Start

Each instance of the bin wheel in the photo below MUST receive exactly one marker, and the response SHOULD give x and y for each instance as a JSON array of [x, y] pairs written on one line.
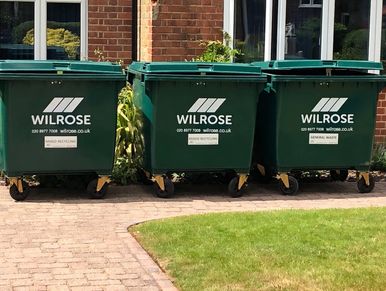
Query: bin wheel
[[363, 188], [19, 196], [233, 188], [94, 194], [293, 186], [339, 175], [169, 189]]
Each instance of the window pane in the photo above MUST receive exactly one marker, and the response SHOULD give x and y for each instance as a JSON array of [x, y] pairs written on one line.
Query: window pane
[[63, 31], [303, 30], [383, 43], [250, 29], [351, 31], [16, 23]]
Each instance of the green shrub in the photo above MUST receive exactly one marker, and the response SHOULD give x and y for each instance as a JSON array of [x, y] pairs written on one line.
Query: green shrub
[[217, 51], [129, 139]]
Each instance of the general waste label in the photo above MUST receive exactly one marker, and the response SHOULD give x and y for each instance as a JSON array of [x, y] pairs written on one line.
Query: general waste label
[[323, 138], [60, 142], [203, 139]]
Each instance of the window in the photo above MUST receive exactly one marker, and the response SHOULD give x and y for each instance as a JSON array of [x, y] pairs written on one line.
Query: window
[[310, 4], [250, 29], [303, 31], [351, 30], [383, 40], [15, 18], [43, 29]]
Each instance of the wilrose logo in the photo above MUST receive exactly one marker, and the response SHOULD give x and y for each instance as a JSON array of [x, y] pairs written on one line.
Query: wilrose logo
[[204, 106], [324, 112], [61, 105]]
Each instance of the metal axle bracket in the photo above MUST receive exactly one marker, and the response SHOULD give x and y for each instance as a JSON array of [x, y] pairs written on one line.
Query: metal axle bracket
[[366, 177], [242, 180], [17, 182], [159, 179], [284, 178]]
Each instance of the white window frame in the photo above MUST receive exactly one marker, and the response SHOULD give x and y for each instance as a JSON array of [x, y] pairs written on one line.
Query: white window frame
[[40, 26], [310, 5], [327, 28]]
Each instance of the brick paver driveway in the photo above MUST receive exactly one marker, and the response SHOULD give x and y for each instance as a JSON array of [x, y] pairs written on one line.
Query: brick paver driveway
[[61, 240]]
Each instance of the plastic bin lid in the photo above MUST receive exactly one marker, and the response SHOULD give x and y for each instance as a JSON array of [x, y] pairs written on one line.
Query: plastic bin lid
[[194, 68], [318, 64], [20, 66]]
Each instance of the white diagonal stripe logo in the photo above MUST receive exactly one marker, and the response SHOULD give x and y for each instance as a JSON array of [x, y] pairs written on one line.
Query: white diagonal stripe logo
[[54, 103], [59, 104], [329, 105], [338, 104], [216, 105], [73, 105], [206, 105], [197, 105]]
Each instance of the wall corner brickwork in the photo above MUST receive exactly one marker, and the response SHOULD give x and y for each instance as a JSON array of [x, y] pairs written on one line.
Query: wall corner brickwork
[[109, 29], [176, 28]]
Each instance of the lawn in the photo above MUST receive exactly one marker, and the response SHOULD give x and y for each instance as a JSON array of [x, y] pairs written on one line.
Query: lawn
[[287, 250]]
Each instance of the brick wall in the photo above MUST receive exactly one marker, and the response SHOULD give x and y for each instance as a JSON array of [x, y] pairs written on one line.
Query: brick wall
[[109, 29], [380, 131], [177, 26], [145, 9]]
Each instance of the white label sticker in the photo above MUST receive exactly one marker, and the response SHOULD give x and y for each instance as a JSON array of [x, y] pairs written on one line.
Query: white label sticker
[[60, 142], [203, 139], [324, 138]]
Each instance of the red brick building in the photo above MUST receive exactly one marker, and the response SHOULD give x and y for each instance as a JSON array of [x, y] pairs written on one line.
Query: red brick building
[[170, 30]]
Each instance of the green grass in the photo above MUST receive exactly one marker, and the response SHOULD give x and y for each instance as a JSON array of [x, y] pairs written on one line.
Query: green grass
[[282, 250]]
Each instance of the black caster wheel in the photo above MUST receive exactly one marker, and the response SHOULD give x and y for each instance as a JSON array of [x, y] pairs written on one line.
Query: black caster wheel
[[19, 196], [233, 188], [340, 175], [293, 186], [363, 188], [169, 189], [94, 194]]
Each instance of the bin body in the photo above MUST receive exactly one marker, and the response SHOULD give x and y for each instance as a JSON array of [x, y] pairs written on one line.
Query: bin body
[[309, 120], [197, 117], [58, 117]]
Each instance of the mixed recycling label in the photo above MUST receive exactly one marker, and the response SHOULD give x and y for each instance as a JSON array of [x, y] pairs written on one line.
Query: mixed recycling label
[[201, 124], [57, 121]]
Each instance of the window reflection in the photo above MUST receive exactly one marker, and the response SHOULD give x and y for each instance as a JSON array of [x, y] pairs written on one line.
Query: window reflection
[[16, 19], [351, 29], [303, 29]]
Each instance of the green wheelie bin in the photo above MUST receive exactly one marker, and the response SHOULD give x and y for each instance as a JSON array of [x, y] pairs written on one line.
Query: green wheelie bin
[[58, 118], [198, 117], [317, 115]]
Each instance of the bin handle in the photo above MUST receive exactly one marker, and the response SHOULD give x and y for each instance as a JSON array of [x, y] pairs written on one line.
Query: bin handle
[[329, 63], [61, 65], [205, 67]]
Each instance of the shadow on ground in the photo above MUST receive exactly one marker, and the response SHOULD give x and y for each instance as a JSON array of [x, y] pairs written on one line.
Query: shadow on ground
[[206, 192]]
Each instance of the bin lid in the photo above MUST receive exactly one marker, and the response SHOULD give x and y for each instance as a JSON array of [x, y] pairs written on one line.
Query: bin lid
[[71, 67], [194, 68], [318, 64]]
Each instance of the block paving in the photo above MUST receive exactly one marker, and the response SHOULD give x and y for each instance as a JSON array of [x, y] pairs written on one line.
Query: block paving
[[60, 240]]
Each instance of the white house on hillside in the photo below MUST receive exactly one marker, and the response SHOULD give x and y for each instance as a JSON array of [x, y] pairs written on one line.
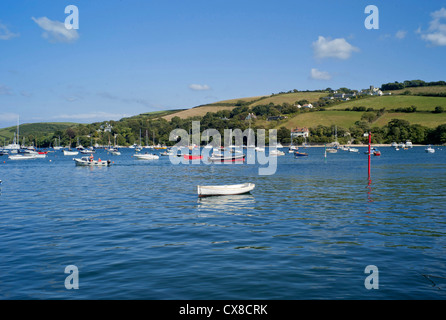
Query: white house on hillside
[[300, 132]]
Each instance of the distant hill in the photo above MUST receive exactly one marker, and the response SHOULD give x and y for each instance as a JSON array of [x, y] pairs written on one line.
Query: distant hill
[[276, 99]]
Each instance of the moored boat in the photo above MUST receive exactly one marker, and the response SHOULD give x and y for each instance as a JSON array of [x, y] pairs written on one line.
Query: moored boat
[[300, 154], [22, 156], [192, 157], [221, 190], [90, 162], [276, 152], [429, 149], [69, 152], [146, 156], [229, 158]]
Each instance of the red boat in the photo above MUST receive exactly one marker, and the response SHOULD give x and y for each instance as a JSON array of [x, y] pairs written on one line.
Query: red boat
[[192, 157]]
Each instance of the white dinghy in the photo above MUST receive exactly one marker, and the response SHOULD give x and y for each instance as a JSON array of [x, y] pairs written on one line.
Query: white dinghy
[[146, 156], [90, 162], [222, 190]]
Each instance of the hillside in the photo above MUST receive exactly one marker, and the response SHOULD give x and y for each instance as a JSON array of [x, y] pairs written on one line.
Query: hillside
[[276, 99], [35, 129], [422, 103]]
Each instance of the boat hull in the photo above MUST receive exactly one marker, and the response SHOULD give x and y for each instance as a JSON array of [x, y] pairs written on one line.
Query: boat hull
[[146, 156], [236, 158], [22, 157], [93, 163], [225, 190], [300, 154], [192, 157]]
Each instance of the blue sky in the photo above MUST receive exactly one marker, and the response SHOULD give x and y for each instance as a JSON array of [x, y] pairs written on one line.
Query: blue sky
[[135, 56]]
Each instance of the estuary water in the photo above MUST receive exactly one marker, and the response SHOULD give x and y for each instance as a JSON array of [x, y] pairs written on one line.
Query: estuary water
[[137, 230]]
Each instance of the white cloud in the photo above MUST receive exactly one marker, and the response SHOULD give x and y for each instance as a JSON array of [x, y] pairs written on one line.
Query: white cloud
[[436, 33], [4, 90], [5, 34], [337, 48], [55, 31], [319, 75], [401, 34], [140, 101], [199, 87], [93, 116], [9, 116]]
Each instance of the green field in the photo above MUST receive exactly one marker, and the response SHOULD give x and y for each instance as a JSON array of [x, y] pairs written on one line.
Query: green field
[[394, 102], [290, 98], [343, 119], [423, 90]]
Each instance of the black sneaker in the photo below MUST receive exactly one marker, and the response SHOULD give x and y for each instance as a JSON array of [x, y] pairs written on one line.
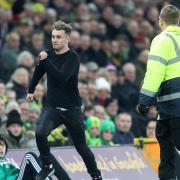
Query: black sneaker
[[45, 172]]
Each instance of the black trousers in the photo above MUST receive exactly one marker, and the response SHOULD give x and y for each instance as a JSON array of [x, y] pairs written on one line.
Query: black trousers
[[50, 119], [168, 136], [31, 166]]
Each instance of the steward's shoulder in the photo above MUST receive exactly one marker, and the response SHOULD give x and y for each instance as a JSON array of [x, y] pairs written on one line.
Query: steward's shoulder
[[161, 38]]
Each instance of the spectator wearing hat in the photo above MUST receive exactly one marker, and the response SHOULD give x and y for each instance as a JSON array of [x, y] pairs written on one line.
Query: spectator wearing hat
[[107, 131], [123, 125], [112, 108], [93, 131], [16, 138], [100, 112]]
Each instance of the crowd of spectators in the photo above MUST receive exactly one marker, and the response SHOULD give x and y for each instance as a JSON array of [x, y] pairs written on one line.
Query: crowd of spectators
[[112, 38]]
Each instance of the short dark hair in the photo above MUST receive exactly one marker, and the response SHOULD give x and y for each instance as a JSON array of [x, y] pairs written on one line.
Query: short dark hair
[[60, 25], [170, 14], [3, 140]]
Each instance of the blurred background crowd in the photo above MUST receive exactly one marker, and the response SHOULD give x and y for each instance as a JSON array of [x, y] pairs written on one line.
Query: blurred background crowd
[[112, 38]]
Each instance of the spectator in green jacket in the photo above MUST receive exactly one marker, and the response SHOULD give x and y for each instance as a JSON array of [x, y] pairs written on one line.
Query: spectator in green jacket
[[93, 130]]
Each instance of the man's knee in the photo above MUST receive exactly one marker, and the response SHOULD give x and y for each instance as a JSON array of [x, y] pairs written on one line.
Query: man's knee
[[40, 133]]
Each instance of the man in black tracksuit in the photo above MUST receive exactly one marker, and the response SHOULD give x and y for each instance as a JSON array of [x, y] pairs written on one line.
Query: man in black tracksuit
[[63, 103]]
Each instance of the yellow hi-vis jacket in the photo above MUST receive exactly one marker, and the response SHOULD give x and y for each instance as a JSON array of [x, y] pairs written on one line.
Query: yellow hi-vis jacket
[[162, 79]]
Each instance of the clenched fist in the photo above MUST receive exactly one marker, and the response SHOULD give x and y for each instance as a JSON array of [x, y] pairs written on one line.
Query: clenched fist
[[30, 97]]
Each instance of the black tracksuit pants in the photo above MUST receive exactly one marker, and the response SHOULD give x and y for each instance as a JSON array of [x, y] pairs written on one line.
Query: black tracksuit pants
[[50, 119], [168, 136], [31, 166]]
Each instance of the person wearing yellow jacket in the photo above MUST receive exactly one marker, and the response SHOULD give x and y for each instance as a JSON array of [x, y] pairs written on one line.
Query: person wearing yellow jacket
[[162, 82]]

End

_YOUR TASK_. Copy out the data verbatim, from the line with "Each instance of the red brick" up to and including the line with "[[309, 120], [197, 117], [58, 117]]".

_WRITTEN RESPONSE_.
Each instance of the red brick building in the photo above MUST receive exactly one marker, and the response SHOULD give x and y for each instance as a JSON array of [x, y] pairs written on one line.
Query: red brick building
[[170, 30]]
Each instance of the green grass in the photo above MUST receive exactly one marker, and the response SHOULD give x and y for each instance as a JSON array of [x, y] pairs written on one line.
Query: green grass
[[282, 250]]
Each instance of the black caster wheel in the photo above MUST receive exactly one marker, and the response SHOULD give x and y for each instance as a JSON array of [x, y] pairs written on one line.
Query: black caster wheel
[[19, 196], [233, 188], [340, 175], [293, 186], [363, 188], [169, 189], [94, 194]]
Each instance of the bin body in the photo above MUST receive exactly one marker, and the response SHOULD give x and y for each instance as a JSON array of [x, y] pairs written on one line.
Query: bin body
[[309, 120], [197, 117], [58, 117]]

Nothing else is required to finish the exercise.